**AUSZUG**:
_____
Plötzlich Rabenmutter

Lisa Frieda Cossham, die ihre Erfahrungen als Teilzeit-Mutter schon in einer Kolumne im SZ-Magazin geschildert hat, berichtet in ihrem neuen Buch davon, wie es ist, nur jede zweite Woche die Rolle der Mutter zu übernehmen.

„Plötzlich Rabenmutter? Wie ich meine Familie verließ und mich fragte, ob ich das darf“ ist im Januar im Blanvalet Verlag erschienen.

Mit Anfang 20, mitten im Studium, wird Lisa Frieda Cossham Mutter. Der Vater und sie sind seit Teenagerjahren ein Paar und managen das Elternsein sehr entspannt. Sie teilen sich die Verantwortung, die Erziehung und die Kinderbetreuung ganz paritätisch, beide können sich ihre Freiräume nehmen und auch mal etwas ohne Kind unternehmen, Freunde treffen, alleine ausgehen. Die zweite Tochter folgt mit zwei Jahren Altersabstand.

Sie integrieren die Kinder wunderbar in ihr Studentenleben und später auch ins Berufsleben. Als die Beziehung dennoch scheitert, einigen sie sich auf das Wechselmodell: die beiden Töchter, zu dem Zeitpunkt 9 und 11 Jahre alt, verbringen im Wechsel jeweils eine Woche bei ihrer Mutter und bei ihrem Vater.

„Nach der Auflösung einer modernen, gleichberechtigten Beziehung scheint eine  Erziehungspartnerschaft nahe liegend.“ (S. 87)

„Die paritätische Erziehungspartnerschaft lockert Beziehungsgeflechte, ohne sie zu zerreißen. Das vermittelt den Kindern das sichere Gefühl, weiterhin in einem Familienverbund zu leben, fordert aber alle heraus, trotz der alten Nähe eine neue Rolle einzunehmen und führt mitunter zu verwirrenden Momenten, die wir aushalten müssen und die aber, so hoffe ich, weniger Schaden anrichten als ein Kontaktabbruch.“ (S. 181)

„Mein Verhältnis zu den Kindern ähnelt einer leidenschaftlichen Affäre.“

Eigentlich ein perfektes Modell, findet die Autorin. Doch sie hat lange Schwierigkeiten, sich in ihrer veränderten Mutterrolle zurecht zu finden.

„Mein Verhältnis zu den Kindern ähnelt einer leidenschaftlichen Affäre. Ich vermisse und verlange sie, und halte ich sie in den Armen, habe ich bald genug. Ich schneide dann Zwiebeln. Hänge Wäsche ab oder kontrolliere den Posteingang. Ich weiß, anderen Eltern geht es genauso. Wir teilen schließlich keinen Termin, sondern das Leben. Aber als Teilzeit-Mutter hat meine Unaufmerksamkeit härtere Konsequenzen, fürchte ich.
_____
Auszüge aus einem Pointing-Datensatz

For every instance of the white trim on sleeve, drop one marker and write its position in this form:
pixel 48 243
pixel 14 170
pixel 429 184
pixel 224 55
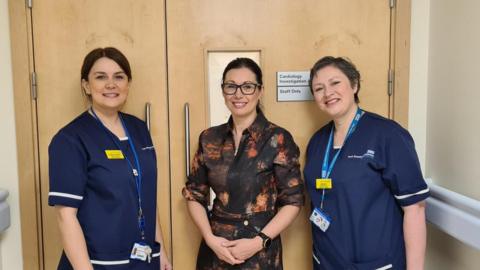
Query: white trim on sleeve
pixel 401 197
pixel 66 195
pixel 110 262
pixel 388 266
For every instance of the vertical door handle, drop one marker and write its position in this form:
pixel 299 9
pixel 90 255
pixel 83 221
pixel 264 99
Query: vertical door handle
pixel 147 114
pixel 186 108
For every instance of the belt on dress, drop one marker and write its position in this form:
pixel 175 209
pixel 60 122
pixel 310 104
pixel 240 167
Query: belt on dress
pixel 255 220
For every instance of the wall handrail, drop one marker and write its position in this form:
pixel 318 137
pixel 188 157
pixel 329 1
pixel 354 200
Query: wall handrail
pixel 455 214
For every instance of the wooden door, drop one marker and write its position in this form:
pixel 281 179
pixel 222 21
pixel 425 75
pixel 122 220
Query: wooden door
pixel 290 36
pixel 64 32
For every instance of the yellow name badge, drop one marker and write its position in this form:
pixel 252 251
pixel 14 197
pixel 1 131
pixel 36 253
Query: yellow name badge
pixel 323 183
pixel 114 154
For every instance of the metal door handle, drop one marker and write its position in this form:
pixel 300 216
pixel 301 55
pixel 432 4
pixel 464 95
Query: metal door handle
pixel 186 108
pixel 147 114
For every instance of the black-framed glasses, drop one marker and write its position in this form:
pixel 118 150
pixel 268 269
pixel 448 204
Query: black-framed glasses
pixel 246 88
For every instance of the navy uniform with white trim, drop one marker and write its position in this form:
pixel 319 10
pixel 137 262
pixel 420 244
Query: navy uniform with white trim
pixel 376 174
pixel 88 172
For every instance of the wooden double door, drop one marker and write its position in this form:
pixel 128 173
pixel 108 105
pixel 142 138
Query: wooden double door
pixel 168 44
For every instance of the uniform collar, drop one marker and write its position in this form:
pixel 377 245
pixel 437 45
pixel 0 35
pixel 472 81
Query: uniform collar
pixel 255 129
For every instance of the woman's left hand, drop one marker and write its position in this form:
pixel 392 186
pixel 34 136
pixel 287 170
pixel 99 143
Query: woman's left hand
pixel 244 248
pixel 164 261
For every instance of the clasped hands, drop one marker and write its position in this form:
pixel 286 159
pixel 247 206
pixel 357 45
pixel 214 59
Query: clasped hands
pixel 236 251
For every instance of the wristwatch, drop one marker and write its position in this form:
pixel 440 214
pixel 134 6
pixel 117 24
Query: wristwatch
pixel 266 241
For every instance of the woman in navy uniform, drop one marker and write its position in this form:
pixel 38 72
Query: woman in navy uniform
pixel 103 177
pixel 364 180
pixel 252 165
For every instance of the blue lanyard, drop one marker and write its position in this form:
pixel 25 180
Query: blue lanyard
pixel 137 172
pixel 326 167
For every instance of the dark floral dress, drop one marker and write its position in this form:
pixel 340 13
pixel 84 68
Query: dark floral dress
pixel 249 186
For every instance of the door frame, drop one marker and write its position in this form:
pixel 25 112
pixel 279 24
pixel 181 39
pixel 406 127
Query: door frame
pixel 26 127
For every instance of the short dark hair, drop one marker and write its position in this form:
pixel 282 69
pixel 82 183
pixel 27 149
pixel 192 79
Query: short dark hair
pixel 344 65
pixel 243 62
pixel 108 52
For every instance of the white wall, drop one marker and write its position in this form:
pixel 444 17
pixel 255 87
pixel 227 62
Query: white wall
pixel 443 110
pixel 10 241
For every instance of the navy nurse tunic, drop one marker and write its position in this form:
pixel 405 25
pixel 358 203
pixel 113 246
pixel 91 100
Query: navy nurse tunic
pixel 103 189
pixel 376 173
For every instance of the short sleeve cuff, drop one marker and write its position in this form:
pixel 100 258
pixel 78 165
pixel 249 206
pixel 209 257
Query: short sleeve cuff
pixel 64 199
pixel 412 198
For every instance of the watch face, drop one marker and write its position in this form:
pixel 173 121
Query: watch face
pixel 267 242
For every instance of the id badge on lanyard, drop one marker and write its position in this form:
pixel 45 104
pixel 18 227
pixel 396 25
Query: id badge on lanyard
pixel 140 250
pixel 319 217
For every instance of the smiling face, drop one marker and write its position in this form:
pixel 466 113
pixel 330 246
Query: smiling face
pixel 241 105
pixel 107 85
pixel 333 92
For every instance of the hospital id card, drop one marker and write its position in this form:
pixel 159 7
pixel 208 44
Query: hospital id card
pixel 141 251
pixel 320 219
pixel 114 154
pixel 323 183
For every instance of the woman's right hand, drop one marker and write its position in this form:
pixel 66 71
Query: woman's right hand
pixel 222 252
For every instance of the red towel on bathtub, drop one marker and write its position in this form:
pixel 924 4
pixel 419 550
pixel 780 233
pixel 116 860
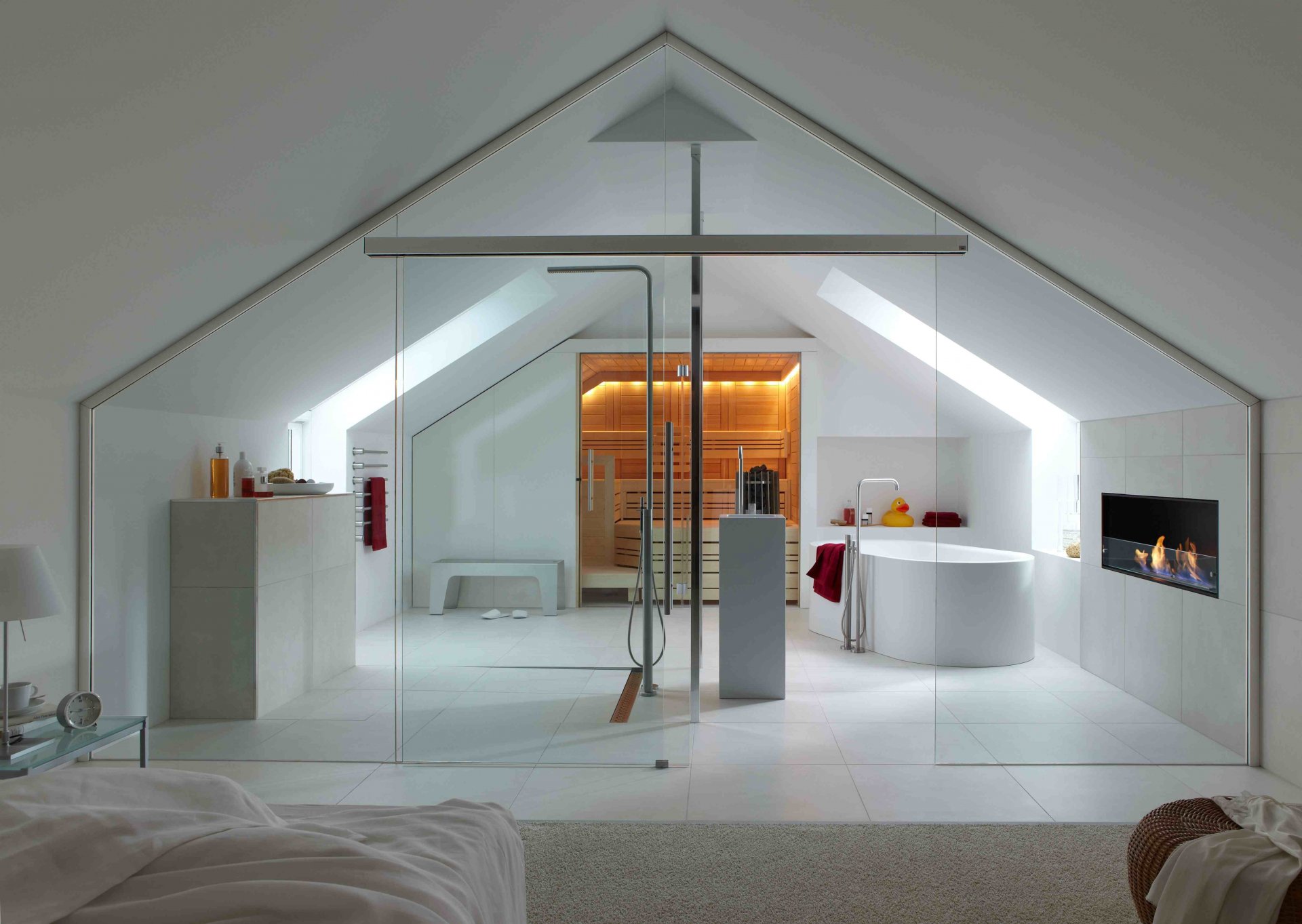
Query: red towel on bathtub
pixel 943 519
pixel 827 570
_____
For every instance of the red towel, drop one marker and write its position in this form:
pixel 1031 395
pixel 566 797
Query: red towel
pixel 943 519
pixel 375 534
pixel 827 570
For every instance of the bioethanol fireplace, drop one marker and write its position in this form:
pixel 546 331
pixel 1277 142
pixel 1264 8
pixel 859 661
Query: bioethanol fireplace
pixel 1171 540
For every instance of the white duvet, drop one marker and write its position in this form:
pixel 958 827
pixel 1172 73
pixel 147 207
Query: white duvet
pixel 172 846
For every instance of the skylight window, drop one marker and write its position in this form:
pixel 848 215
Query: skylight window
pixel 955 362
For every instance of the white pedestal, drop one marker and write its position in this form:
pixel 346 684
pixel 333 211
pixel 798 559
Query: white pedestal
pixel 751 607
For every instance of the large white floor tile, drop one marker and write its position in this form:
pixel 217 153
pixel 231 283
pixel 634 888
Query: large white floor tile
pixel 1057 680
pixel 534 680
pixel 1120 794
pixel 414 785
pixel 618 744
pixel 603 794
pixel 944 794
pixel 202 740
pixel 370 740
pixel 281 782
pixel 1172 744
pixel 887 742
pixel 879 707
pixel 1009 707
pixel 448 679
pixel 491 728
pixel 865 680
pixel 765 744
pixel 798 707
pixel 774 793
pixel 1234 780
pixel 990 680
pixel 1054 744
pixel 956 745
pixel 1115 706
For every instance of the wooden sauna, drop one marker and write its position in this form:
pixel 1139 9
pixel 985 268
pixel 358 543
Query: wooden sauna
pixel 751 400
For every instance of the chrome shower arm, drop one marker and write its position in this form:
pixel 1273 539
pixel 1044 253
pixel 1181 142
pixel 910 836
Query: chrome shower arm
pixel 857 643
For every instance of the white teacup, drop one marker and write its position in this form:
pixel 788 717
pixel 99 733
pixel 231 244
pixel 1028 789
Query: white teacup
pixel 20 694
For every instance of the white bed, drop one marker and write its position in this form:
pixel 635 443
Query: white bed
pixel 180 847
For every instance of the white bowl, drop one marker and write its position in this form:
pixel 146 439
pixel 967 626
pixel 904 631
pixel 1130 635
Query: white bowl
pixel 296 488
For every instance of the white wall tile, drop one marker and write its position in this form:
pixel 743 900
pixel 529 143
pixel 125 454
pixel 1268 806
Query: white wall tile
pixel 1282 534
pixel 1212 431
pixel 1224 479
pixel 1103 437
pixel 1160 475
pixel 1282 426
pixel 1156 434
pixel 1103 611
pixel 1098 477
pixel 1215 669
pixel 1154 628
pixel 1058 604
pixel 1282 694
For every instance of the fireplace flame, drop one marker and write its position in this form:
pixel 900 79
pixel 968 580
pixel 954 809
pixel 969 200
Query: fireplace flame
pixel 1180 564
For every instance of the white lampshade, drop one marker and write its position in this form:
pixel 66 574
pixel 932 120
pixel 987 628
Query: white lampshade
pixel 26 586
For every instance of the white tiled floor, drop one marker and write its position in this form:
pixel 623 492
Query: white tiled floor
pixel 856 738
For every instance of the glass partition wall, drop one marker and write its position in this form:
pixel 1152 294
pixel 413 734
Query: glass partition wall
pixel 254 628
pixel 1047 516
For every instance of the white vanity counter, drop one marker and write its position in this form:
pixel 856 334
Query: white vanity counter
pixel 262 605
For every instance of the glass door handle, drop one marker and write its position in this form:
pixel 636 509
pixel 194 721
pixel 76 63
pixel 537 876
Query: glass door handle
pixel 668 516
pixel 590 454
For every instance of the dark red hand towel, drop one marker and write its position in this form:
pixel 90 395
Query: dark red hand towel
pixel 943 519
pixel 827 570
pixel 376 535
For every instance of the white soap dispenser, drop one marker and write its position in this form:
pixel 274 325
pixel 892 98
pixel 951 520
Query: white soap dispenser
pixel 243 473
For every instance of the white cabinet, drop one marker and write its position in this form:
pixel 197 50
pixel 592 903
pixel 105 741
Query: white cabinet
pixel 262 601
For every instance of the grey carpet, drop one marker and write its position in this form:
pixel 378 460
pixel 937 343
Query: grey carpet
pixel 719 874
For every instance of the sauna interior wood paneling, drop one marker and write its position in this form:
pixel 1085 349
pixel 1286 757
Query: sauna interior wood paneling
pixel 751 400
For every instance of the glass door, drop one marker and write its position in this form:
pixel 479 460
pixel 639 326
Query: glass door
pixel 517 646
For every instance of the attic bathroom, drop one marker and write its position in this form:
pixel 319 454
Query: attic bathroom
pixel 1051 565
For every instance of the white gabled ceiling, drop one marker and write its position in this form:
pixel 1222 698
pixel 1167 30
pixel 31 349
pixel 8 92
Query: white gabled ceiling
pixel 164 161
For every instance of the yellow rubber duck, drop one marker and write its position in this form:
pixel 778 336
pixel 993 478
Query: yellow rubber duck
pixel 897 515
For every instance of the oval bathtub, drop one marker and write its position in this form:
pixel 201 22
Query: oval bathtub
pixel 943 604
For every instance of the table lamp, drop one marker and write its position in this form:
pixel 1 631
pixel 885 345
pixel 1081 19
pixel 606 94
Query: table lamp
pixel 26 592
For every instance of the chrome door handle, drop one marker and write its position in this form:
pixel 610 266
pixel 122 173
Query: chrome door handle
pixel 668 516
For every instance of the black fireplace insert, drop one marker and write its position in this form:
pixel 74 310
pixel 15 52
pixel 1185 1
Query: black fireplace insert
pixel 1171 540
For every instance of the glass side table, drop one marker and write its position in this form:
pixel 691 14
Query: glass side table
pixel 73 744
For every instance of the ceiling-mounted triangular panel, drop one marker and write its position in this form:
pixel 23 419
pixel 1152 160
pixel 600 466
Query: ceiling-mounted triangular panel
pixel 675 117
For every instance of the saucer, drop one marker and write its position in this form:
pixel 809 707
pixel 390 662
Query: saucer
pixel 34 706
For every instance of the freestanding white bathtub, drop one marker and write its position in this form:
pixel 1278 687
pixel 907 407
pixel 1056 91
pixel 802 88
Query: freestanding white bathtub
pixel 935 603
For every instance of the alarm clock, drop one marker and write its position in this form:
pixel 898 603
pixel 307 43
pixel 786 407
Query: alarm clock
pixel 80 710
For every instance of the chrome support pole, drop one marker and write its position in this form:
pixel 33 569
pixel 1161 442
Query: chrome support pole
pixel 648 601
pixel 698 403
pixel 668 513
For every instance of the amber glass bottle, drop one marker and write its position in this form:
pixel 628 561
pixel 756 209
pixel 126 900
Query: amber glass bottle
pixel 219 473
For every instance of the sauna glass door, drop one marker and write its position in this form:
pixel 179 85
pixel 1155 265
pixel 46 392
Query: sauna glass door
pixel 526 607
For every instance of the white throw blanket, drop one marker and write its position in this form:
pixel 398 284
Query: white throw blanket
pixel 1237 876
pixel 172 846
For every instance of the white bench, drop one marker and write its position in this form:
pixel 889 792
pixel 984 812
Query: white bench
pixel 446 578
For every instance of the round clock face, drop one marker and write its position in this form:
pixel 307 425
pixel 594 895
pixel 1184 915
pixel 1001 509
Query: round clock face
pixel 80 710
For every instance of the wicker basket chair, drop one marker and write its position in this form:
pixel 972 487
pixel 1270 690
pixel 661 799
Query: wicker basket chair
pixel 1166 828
_____
**DEINE AUFGABEN**:
1. Wie alt waren die beiden Töchter laut dem Auszug über Cosshams Buch, als die Eltern sich auf das Wechselmodell einigten?
2. Schreib bitte den Auszug über Cosshams Buch zur Teilzeit-Mutterschaft nach seinem letzten Satz weiter.

**ANTWORTLISTE**:
1. Neun und elf Jahre alt.

2.
Ob ich mich später um die geteilte Zeit grämen, am Ende meines Lebens bereuen werde, mich nicht intensiver, bedingungsloser den Kindern gewidmet zu haben? Das Ringen um eine erfüllte, gemeinsame Zeit beschäftigt alle berufstätigen Eltern. Teilzeiteltern aber haben andere Voraussetzungen. Sie leben in getrennten Haushalten und sind nicht immer verfügbar. Die familiäre Nähe in guten wie in schlechten Zeiten ist nicht selbstverständlich. Sie muss gesucht, gestaltet, gepflegt werden. Und das birgt Chancen.“ (S. 76)

„Das ist mütterliche Norm, von der ich abweiche“

Plötzlich RabenmutterSie vermisst ihre Töchter und muss sich zudem – vor allem vor sich selbst aber auch vor ihrer Umwelt – dafür rechtfertigen, dass sie keine Vollzeitmutter ist, dass ihre Töchter nicht die ganze Zeit bei ihr leben.

„Die Teilzeitbeschäftigung der Mütter ist akzeptiert, solange sie nicht die Erziehung der Kinder meint. Es scheint sich für Frauen zu gehören, dass sie der Vollzeiterziehung nicht widerstehen können: Gut, dann übernehme ich das eben, die Kinder, den Haushalt, die Ferienplanung. Gerne bleibe ich zuhause, wenn ein Kind kränkelt. Wem das kein Bedürfnis ist, ist selber krank. Das ist mütterliche Norm, von der ich abweiche, das zeigen die Kommentare zu meiner Kolumne.“ (S. 105)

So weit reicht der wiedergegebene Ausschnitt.